Aber, so habe ich es selber
in meiner Konfirmandenzeit erlebt,
jeder spürte schnell:
Das waren ganz neue,
ehrliche, ernste, und doch hoffnungsfrohe Worte
und Töne in einem Lied zur Weihnachtszeit.
Längst ist es zu einem „Klassiker“
in unseren Adventsgottesdiensten geworden.

    Gleich mit dem ersten Vers
greift Klepper ein Wort
aus der Epistel für den 1. Advent auf:
„Die Nacht ist vorgerückt,
der Tag aber nahe herbeigekommen“ (Röm. 13, 12)
    Nacht und Tag sind aber für ihn
wie schon für Paulus
nicht bloß Zeitbegriffe, sondern Metaphern
für unsere Erfahrungen und Hoffnungen.
„Nacht“ war es damals
zur Zeit der Naziherrschaft in Deutschland,
insbesondere auch für Jochen Klepper
und seine jüdische Frau mit ihren beiden Töchtern.
Es herrschten
tatsächlich überall Angst und Pein,
und nicht nur zur Nacht wurde viel geweint.
Doch Klepper begrüßt
schon mit frohem Lobgesang
den hellen Morgenstern.
Wenn der aufleuchtet, dann wissen wir:
„Die Nacht ist schon im Schwinden“ (Str. 3).

Mit diesem Bild vom Morgenstern
wird in den Strophen 2 und 3
das Weihnachtsgeschehen gedeutet.
„Gott selber ist erschienen“ in dem,
der ein Kind und Knecht geworden ist
und sich mit uns verbündet hat.
Bei ihm kann jeder Heil und Rettung finden,
„wenn er dem Kinde glaubt.“

    Das bedeutet freilich nicht,
dass es nun vorbei wäre
mit allen dunklen und leidvollen Erfahrungen.
Im Gegenteil:

„Noch manche Nacht wird fallen
auf Menschenleid und –schuld.“

So beginnt die 4. Strophe.
Fast scheint es so,
als hätte Jochen Klepper vorausgeschaut
auf die Weihnachtszeit 2022.
Was die Menschen in der Ukraine
oder im Iran auch in diesen Tagen und Wochen
an Angst und Pein auszustehen haben,
ist schlimm.
Und auch unter uns sind viele,
für die das Weihnachtsfest
durch Sorgen, Trauer und Leid
verdunkelt wird.
Aber Klepper fährt fort:

„Doch wandert nun mit allen
der Stern der Gotteshuld.

Zu erledigende Aufgaben —
(A) Beantworten Sie zum Text über Kleppers Adventslied die folgenden Fragen.
(i) Aus welcher Lesung stammt das Wort, das Klepper gleich im ersten Vers aufgreift?
(ii) Mit wem lebte Jochen Klepper zur Zeit der Naziherrschaft zusammen?
(iii) Mit welchen Worten beginnt die 4. Strophe?
(B) Zählen Sie alle Länder auf, die im Text über Kleppers Adventslied genannt werden.
(C) Führen Sie den Text über Kleppers Adventslied im Anschluss an seinen letzten Satz fort.

Datenauszug —
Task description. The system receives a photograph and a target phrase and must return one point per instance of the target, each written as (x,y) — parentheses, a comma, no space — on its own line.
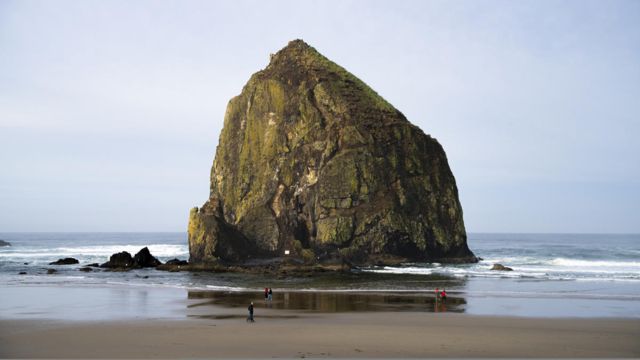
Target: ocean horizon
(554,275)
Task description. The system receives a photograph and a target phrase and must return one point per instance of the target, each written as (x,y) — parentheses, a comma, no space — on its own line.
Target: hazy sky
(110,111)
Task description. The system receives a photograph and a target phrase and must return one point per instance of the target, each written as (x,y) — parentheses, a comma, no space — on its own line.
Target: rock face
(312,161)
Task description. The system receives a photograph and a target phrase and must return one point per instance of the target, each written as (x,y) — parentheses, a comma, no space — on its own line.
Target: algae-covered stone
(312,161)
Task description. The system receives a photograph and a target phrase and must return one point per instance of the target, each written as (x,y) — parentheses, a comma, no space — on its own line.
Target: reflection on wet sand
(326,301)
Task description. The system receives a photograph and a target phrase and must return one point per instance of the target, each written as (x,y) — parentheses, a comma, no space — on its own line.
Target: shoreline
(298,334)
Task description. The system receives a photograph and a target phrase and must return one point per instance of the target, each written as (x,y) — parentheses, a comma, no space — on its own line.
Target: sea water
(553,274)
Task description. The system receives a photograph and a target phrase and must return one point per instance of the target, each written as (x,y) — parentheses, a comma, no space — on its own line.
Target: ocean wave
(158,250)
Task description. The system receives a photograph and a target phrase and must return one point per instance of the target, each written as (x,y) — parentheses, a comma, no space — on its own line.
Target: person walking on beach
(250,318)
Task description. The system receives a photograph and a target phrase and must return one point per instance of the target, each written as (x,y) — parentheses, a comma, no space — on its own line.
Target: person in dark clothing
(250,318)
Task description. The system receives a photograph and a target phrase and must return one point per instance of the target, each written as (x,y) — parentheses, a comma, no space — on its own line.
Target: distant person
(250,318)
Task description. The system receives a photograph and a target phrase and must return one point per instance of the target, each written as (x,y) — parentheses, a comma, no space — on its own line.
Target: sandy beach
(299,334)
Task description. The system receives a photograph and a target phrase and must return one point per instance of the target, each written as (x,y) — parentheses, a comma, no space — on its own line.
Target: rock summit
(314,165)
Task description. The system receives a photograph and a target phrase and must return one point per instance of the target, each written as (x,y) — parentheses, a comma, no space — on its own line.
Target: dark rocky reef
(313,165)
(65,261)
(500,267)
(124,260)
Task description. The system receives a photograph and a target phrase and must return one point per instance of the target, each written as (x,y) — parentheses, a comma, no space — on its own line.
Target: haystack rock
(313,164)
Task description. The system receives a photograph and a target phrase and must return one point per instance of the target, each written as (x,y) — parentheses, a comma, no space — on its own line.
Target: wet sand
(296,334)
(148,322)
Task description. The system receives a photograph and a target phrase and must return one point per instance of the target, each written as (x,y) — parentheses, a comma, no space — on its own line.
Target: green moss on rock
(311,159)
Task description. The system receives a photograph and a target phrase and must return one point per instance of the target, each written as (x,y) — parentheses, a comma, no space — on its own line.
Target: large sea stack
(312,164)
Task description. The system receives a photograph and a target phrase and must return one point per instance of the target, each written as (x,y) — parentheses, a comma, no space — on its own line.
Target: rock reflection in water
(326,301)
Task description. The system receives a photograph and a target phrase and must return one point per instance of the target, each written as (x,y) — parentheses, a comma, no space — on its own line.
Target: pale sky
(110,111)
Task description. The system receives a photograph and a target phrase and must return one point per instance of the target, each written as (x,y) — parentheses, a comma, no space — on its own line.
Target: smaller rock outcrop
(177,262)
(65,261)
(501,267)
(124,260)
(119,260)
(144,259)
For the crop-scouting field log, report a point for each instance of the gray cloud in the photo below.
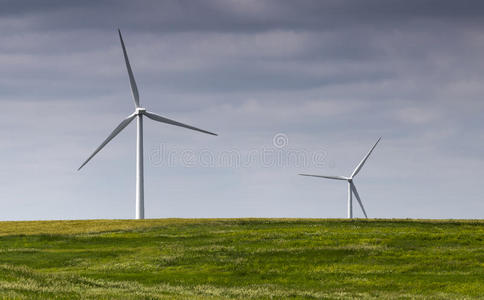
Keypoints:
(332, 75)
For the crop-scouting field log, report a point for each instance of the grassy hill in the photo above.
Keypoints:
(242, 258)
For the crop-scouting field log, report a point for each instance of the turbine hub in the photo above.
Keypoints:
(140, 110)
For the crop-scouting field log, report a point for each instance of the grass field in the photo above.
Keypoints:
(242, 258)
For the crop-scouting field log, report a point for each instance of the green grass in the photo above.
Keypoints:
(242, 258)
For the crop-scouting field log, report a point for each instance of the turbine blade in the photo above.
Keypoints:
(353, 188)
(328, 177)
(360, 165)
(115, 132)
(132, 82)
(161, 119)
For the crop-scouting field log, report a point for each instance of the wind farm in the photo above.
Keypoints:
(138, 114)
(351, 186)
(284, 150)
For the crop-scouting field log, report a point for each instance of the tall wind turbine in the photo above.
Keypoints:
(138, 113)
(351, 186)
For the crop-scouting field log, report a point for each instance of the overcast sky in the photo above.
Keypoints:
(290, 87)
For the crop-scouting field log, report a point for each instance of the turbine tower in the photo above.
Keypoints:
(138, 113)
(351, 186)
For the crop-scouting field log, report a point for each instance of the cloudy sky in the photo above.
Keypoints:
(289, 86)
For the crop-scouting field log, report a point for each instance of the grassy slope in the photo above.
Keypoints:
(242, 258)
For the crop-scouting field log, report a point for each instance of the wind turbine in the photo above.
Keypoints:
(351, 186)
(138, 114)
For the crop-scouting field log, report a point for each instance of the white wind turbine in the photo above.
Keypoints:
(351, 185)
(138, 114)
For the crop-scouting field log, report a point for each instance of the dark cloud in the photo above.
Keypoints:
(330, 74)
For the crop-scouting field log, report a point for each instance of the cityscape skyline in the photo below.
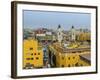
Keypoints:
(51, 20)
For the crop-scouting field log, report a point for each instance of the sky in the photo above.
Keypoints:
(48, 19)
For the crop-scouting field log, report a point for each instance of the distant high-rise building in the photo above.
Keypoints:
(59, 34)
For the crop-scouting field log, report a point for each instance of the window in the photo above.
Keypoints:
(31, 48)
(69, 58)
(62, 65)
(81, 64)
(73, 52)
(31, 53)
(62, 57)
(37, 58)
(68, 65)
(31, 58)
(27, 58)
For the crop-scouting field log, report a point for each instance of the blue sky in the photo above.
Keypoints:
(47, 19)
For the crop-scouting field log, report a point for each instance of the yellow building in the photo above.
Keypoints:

Erwartete Antworten —
(A)
(i) Aus der Epistel für den 1. Advent (Röm. 13, 12).
(ii) Mit seiner jüdischen Frau und ihren beiden Töchtern.
(iii) „Noch manche Nacht wird fallen auf Menschenleid und –schuld.“

(B) Deutschland, Ukraine, Iran

(C)
Beglänzt von seinem Lichte,
hält euch kein Dunkel mehr.

Von Gottes Angesichte
kam euch die Rettung her.“

Stern der Gotteshuld, Morgenstern,
Stern von Bethlehem –
all diese Bilder wollen uns die Gewissheit geben,
dass wir in den Dunkelheiten dieser Welt
und unseres Lebens dennoch
unter dem Glanz der Liebe Gottes stehen.

    Bei Jochen Klepper selbst
war diese Zuversicht des Glaubens
fünf Jahre später
einer tiefen Verzweiflung gewichen.
In der Nacht vom 10. auf den 11. Dezember 1942
haben er und seine Frau
und die jüngere Tochter
ihrem Leben ein Ende gemacht,
um der drohenden Deportation
in ein Konzentrationslager zu entgehen.
Das ist also
am Tage unseres diesjährigen 3. Advents
genau 80 Jahre her.
Doch auch dieser selbstgewählte Schritt in den Tod
geschah unter dem Anblick
des „Segnenden Christus“,
so Kleppers letzter Eintrag
in sein Tagebuch am 10. Dezember,
dem Donnerstag nach dem 2. Advent.
Den 3. Advent hat er damals
also nicht mehr erlebt.
Nun ist sein großartiges „Weihnachtslied“
zum Wochenlied für den 3. Advent
ausgewählt worden.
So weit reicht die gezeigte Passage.